• EXERCISE DESCRIPTION: From the line containing "[point] lion's chin" down to the final line of the entries below, quote every line verbatim. Exclude pictures.

+++ INPUT DATA

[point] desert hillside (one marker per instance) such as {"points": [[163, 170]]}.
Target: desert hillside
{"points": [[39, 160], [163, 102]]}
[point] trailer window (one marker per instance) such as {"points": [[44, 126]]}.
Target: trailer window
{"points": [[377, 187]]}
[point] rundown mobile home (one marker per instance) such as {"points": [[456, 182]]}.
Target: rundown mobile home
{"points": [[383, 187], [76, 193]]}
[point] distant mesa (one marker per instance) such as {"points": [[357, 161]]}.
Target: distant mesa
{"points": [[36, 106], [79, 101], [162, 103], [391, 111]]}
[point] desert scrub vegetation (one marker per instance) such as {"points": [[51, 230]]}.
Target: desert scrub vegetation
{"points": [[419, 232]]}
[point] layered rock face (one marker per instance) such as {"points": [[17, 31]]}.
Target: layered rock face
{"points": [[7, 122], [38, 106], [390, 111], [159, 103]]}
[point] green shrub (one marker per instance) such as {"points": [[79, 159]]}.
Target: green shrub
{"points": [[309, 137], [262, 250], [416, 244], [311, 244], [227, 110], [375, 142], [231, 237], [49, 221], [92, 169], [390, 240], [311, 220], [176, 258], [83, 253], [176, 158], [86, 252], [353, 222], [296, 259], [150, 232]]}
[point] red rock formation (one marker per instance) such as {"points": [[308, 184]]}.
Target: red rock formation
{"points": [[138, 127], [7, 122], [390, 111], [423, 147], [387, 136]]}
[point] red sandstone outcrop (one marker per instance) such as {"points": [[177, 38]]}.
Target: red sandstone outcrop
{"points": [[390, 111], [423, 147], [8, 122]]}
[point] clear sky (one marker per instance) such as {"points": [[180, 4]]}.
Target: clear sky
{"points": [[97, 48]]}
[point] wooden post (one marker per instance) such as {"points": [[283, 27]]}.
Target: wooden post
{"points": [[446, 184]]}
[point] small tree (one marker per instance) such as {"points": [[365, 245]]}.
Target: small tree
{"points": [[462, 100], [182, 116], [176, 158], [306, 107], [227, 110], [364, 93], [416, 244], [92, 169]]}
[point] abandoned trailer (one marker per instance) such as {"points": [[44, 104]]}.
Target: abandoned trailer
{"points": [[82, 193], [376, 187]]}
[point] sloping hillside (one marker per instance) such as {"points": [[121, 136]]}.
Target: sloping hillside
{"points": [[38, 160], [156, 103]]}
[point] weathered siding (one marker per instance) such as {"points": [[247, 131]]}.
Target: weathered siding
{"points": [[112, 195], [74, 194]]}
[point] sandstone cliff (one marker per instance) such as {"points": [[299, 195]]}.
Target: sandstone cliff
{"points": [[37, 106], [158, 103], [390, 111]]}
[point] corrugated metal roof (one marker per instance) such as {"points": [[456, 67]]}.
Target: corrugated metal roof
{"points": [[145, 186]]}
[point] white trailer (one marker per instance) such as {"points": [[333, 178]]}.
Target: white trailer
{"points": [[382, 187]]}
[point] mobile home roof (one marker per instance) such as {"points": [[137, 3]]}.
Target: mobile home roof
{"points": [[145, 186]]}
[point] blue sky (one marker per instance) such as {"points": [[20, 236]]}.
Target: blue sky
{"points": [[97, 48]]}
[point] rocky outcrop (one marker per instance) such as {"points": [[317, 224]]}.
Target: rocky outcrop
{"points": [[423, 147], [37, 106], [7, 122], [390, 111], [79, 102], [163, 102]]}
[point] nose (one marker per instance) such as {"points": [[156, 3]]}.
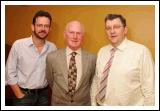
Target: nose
{"points": [[75, 35]]}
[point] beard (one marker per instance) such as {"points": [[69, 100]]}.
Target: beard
{"points": [[37, 34]]}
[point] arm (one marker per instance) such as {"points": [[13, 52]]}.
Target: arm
{"points": [[17, 91], [49, 70], [93, 91], [147, 77], [11, 72]]}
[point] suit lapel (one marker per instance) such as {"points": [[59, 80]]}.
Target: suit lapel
{"points": [[64, 68]]}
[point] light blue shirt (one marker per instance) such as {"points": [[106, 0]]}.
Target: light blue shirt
{"points": [[26, 66]]}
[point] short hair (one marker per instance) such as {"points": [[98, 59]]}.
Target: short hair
{"points": [[114, 16], [42, 13]]}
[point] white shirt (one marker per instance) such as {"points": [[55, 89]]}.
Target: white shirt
{"points": [[78, 59], [131, 76], [26, 66]]}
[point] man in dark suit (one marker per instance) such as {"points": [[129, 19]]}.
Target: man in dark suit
{"points": [[70, 71]]}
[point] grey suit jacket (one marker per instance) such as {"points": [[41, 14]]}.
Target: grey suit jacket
{"points": [[57, 73]]}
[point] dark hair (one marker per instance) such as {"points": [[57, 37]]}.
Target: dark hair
{"points": [[114, 16], [42, 13]]}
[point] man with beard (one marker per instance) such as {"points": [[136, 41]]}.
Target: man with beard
{"points": [[25, 68]]}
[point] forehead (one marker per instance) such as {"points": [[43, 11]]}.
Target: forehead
{"points": [[74, 27], [42, 19], [116, 21]]}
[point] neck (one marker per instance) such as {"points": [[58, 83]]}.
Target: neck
{"points": [[37, 41]]}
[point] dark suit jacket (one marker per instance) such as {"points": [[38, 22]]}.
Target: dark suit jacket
{"points": [[57, 76]]}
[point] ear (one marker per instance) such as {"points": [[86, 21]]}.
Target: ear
{"points": [[32, 27]]}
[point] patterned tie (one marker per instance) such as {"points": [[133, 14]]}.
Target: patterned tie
{"points": [[100, 97], [72, 75]]}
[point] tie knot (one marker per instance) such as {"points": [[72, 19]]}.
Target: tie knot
{"points": [[113, 50], [73, 54]]}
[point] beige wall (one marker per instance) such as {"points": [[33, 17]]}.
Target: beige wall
{"points": [[140, 20]]}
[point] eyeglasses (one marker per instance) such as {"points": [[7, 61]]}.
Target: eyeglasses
{"points": [[115, 27], [41, 26]]}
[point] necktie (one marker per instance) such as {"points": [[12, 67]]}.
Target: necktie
{"points": [[72, 74], [100, 97]]}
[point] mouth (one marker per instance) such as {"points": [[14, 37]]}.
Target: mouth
{"points": [[113, 36]]}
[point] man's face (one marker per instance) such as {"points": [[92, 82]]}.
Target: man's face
{"points": [[41, 27], [74, 35], [116, 31]]}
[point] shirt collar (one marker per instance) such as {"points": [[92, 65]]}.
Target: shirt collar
{"points": [[122, 46], [69, 51], [30, 42]]}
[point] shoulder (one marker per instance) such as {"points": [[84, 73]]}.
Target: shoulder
{"points": [[137, 46], [138, 49], [56, 53], [89, 54], [21, 41]]}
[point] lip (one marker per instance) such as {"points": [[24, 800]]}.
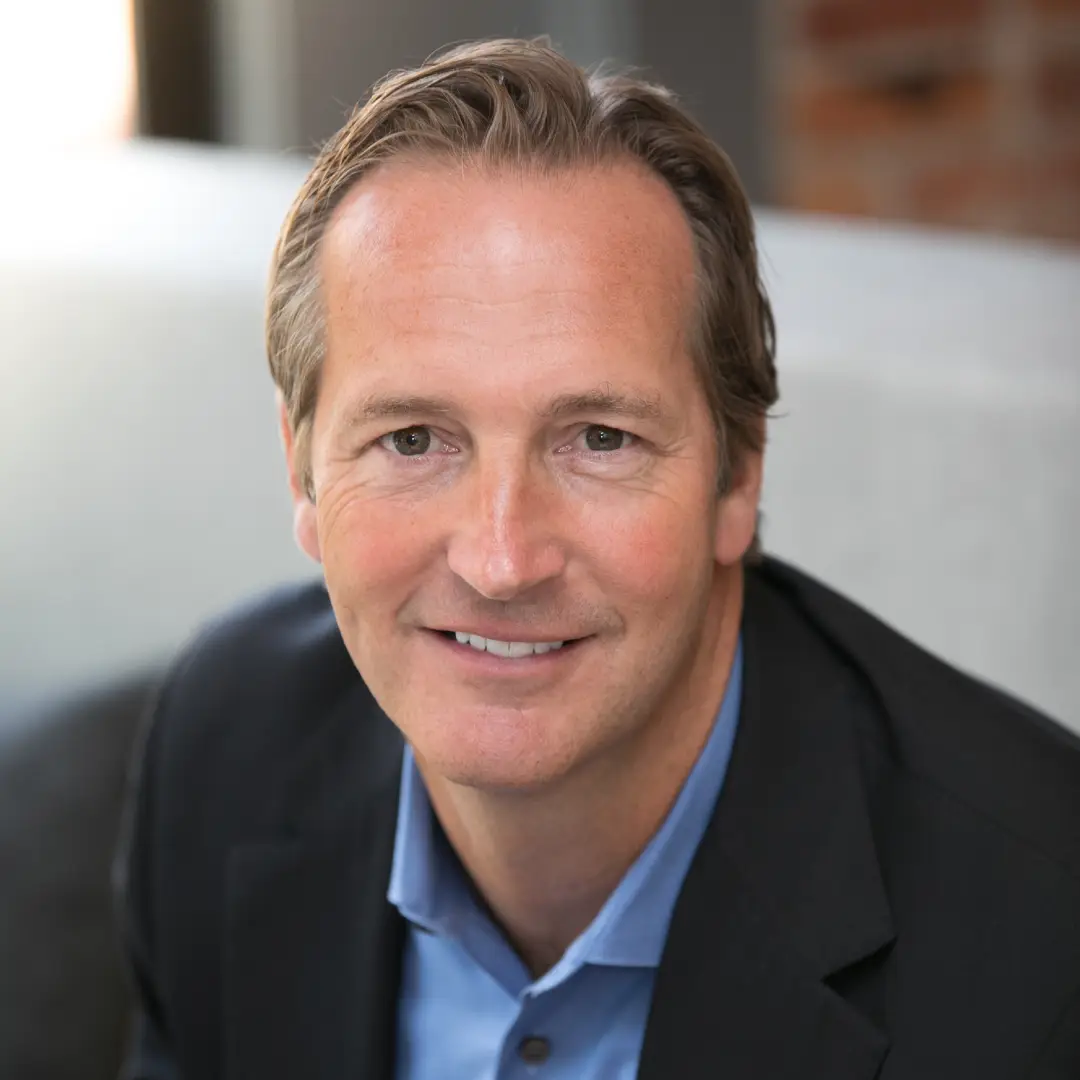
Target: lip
{"points": [[505, 634], [473, 661]]}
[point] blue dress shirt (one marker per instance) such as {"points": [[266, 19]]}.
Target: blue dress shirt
{"points": [[470, 1009]]}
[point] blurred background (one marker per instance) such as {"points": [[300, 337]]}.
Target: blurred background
{"points": [[916, 171]]}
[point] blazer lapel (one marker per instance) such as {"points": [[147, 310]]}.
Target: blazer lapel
{"points": [[314, 949], [785, 889]]}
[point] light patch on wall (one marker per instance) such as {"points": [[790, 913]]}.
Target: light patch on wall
{"points": [[67, 73]]}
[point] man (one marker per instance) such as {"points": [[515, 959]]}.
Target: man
{"points": [[555, 775]]}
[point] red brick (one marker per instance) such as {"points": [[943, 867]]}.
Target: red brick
{"points": [[970, 190], [885, 108], [844, 22], [1057, 84], [818, 191], [1056, 7]]}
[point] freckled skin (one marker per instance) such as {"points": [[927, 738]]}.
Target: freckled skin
{"points": [[494, 294]]}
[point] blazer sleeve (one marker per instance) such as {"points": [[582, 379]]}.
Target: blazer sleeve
{"points": [[1060, 1058], [150, 1055]]}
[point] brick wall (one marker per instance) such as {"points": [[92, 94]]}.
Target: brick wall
{"points": [[960, 112]]}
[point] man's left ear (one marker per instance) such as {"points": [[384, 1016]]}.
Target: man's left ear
{"points": [[305, 521], [737, 512]]}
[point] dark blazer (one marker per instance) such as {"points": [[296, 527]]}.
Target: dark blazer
{"points": [[889, 887]]}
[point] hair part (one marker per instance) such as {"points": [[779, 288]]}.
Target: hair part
{"points": [[514, 104]]}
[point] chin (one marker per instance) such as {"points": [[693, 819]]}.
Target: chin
{"points": [[495, 750]]}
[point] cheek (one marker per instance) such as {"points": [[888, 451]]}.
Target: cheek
{"points": [[656, 556], [370, 548]]}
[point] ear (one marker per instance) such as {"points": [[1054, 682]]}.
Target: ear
{"points": [[305, 520], [737, 512]]}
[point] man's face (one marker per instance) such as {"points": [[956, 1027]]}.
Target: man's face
{"points": [[511, 443]]}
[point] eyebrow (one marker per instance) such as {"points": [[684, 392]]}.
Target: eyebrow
{"points": [[609, 402]]}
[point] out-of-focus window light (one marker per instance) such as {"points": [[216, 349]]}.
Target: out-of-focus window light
{"points": [[67, 73]]}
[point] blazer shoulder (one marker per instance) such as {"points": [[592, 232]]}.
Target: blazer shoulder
{"points": [[1007, 761], [252, 690]]}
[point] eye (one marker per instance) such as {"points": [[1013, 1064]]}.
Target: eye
{"points": [[598, 437], [408, 442]]}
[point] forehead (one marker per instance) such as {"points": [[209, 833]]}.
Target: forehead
{"points": [[606, 242]]}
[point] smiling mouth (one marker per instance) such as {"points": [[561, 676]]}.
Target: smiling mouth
{"points": [[508, 650]]}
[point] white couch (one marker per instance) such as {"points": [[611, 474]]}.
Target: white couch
{"points": [[923, 460]]}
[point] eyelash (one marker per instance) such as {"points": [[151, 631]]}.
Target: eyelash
{"points": [[594, 455]]}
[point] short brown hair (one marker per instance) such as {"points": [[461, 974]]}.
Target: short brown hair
{"points": [[521, 104]]}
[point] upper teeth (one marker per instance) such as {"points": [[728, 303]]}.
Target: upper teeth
{"points": [[510, 649]]}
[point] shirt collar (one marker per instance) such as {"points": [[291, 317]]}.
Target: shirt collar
{"points": [[428, 888]]}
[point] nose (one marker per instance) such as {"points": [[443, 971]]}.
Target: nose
{"points": [[505, 539]]}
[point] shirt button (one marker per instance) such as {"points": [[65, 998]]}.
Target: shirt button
{"points": [[535, 1050]]}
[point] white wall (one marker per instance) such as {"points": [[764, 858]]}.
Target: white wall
{"points": [[925, 459]]}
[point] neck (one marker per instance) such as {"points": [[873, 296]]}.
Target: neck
{"points": [[545, 861]]}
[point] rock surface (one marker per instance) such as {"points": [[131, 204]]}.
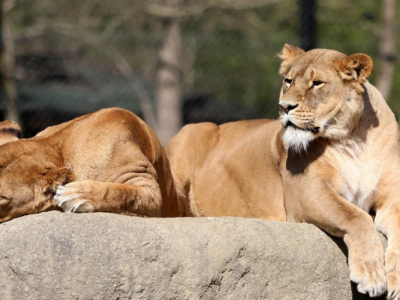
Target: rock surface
{"points": [[104, 256]]}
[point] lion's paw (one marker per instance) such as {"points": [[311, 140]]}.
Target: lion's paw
{"points": [[392, 274], [369, 276], [71, 199]]}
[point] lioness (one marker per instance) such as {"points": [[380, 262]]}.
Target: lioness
{"points": [[107, 161], [332, 158]]}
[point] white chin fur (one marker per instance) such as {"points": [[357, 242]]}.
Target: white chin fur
{"points": [[297, 139]]}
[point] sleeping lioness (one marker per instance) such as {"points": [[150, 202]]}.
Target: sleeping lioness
{"points": [[108, 161], [333, 157]]}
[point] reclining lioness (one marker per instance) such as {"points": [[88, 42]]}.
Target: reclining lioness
{"points": [[108, 161], [333, 157]]}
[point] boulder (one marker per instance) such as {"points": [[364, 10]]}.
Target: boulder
{"points": [[57, 255]]}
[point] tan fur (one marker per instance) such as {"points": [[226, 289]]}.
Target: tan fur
{"points": [[108, 161], [331, 158]]}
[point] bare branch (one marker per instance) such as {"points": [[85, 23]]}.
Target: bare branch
{"points": [[387, 48], [165, 11]]}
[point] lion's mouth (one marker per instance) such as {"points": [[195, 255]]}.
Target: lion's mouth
{"points": [[314, 130]]}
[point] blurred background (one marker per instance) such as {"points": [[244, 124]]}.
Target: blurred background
{"points": [[174, 62]]}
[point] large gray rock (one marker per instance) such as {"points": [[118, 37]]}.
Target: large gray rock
{"points": [[104, 256]]}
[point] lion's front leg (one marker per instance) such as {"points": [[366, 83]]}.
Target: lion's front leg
{"points": [[387, 221], [334, 214], [140, 197]]}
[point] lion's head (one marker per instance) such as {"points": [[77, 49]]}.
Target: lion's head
{"points": [[321, 94], [29, 175]]}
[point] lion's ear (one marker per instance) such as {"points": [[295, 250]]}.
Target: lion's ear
{"points": [[9, 132], [288, 54], [356, 67], [56, 177]]}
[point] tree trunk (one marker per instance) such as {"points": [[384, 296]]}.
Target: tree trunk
{"points": [[169, 78], [308, 24], [387, 48], [8, 89]]}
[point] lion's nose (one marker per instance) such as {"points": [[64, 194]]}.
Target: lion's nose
{"points": [[285, 107]]}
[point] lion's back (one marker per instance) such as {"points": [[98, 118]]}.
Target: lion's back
{"points": [[229, 170]]}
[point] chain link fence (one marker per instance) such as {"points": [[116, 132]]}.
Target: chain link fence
{"points": [[72, 58]]}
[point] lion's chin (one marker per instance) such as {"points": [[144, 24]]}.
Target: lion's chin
{"points": [[297, 139]]}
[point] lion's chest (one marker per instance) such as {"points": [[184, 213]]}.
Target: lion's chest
{"points": [[358, 175]]}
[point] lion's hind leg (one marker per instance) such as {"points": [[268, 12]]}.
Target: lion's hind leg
{"points": [[140, 196]]}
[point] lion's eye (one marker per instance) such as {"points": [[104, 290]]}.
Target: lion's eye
{"points": [[288, 81], [318, 83]]}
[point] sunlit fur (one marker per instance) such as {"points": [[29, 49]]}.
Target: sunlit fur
{"points": [[333, 156]]}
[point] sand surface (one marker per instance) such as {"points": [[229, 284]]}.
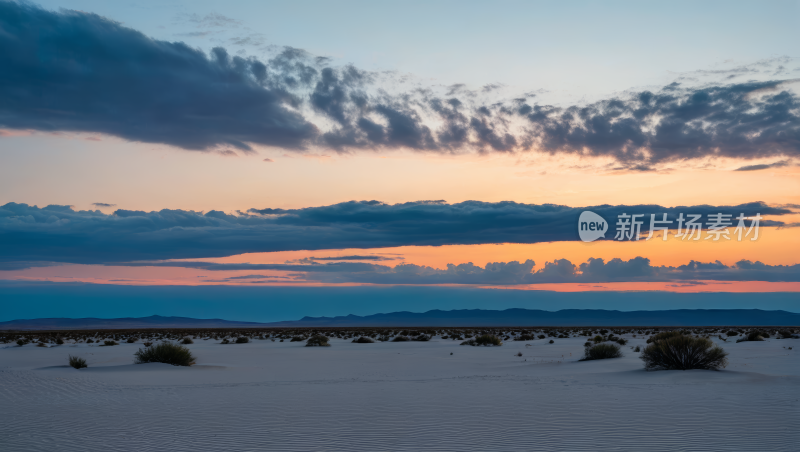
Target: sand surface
{"points": [[396, 396]]}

++++++

• TASK RESULT:
[point] lion's chin (one marker per instance) such as {"points": [[144, 24]]}.
Target: lion's chin
{"points": [[297, 139]]}
[point] lion's chest (one marker per instance) such as {"points": [[184, 213]]}.
Target: lion's chest
{"points": [[358, 175]]}
[point] lion's hind leg (one marker per instance) such as {"points": [[268, 12]]}.
Target: lion's hind leg
{"points": [[140, 196]]}
[point] lion's eye (one marker per instance) such as {"points": [[104, 290]]}.
Target: lion's eye
{"points": [[288, 81], [318, 83]]}
[point] sunlit fur (one marker per instance) such as {"points": [[29, 49]]}.
Target: sunlit fur
{"points": [[333, 156]]}
[point] sand surface (one marker per instance) such as {"points": [[229, 284]]}.
Target: sand surface
{"points": [[396, 396]]}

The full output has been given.